→ **What you will do**
Can you recast the listing below as a Markdown table with the columns "Row" and "Listing line," giving each line its own numbered row and leaving out blank lines?

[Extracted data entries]
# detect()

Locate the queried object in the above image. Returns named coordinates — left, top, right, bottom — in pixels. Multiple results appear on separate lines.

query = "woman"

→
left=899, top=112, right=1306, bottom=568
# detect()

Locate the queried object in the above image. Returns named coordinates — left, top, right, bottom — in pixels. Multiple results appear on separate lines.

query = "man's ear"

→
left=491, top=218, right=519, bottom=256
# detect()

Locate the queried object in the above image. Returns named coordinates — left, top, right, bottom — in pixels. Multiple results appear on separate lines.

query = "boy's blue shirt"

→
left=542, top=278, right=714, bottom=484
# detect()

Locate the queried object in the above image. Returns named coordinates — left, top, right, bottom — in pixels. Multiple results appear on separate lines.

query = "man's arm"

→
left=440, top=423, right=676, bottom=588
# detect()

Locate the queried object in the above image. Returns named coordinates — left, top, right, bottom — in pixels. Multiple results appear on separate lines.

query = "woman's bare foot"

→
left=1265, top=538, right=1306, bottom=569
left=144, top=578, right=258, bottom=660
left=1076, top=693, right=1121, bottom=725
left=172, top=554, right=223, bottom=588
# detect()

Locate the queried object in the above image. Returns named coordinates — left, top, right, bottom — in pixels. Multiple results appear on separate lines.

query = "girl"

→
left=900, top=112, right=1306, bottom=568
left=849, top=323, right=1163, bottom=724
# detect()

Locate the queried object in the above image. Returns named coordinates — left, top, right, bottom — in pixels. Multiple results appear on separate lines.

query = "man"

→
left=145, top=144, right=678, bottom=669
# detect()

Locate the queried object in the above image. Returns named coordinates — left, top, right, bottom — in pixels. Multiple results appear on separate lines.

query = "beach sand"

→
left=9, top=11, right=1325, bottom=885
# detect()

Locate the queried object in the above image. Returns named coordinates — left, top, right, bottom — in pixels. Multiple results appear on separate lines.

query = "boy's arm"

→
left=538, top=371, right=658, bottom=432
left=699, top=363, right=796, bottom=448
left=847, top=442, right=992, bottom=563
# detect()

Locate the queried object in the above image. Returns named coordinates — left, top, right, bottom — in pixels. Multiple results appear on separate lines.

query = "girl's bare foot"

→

→ **Problem solution**
| Row | Listing line |
|---|---|
| 1 | # detect() |
| 2 | Locate the queried object in the above image. Returns named coordinates — left, top, right, bottom — in pixels. Multiple results appear on separate lines. |
| 3 | query = "woman" |
| 4 | → |
| 5 | left=899, top=112, right=1306, bottom=568 |
| 6 | # detect() |
| 7 | Locate the queried object in the above image. Returns named coordinates — left, top, right, bottom — in pixels. Multiple results appear on separate lines. |
| 8 | query = "man's ear" |
| 9 | → |
| 10 | left=491, top=218, right=519, bottom=256 |
| 11 | # detect() |
| 12 | Locate the queried object in the above image. Returns named coordinates — left, top, right, bottom — in pixels. Multiple results appear on separate lines. |
| 13 | query = "boy's blue shirt" |
| 14 | → |
| 15 | left=542, top=278, right=714, bottom=484 |
| 16 | # detect() |
| 17 | Locate the queried object in the above image. Returns named coordinates — left, top, right, bottom — in pixels. Multiple results appear on separate lines. |
| 18 | query = "man's arm" |
| 19 | → |
| 20 | left=440, top=423, right=676, bottom=588 |
| 21 | # detect() |
| 22 | Locate the queried object in the above image. Returns named coordinates — left, top, right, bottom — in pixels. Multiple results appear on separate lines. |
| 23 | query = "woman's bare foot" |
| 24 | → |
| 25 | left=1265, top=538, right=1306, bottom=569 |
| 26 | left=144, top=578, right=258, bottom=660 |
| 27 | left=1076, top=693, right=1121, bottom=725 |
| 28 | left=172, top=554, right=223, bottom=588 |
| 29 | # detect() |
| 30 | Locate the queried object in the above image. Returns named coordinates — left, top, right, bottom — in pixels. Multiple results appear on separate lines. |
| 31 | query = "girl" |
| 32 | → |
| 33 | left=900, top=112, right=1306, bottom=568 |
| 34 | left=849, top=323, right=1163, bottom=724 |
| 35 | # detect() |
| 36 | Locate the queried object in the above image. Returns named coordinates — left, top, right, bottom — in pixels. Multiple results appear on separate lines. |
| 37 | query = "man" |
| 38 | → |
| 39 | left=145, top=144, right=678, bottom=669 |
| 40 | # detect() |
| 41 | Locate the queried object in the above image. Returns named coordinates — left, top, right, bottom — in pixels. Multiple results appear on separate lines. |
| 42 | query = "beach sand" |
| 43 | → |
| 44 | left=9, top=11, right=1325, bottom=885 |
| 45 | # detect() |
| 46 | Locate the queried object in the above image. Returns named coordinates — left, top, right, bottom — in pixels. Multiple results appear on separate lines. |
| 47 | query = "boy's arm" |
| 48 | → |
| 49 | left=538, top=371, right=658, bottom=432 |
| 50 | left=699, top=363, right=796, bottom=448 |
| 51 | left=847, top=442, right=992, bottom=563 |
| 52 | # detect() |
| 53 | Locate the queried object in the above image. Returns named coordinates — left, top, right, bottom — in pixels. Multiple results appear on separate lines. |
| 54 | query = "girl's bare foot" |
| 55 | → |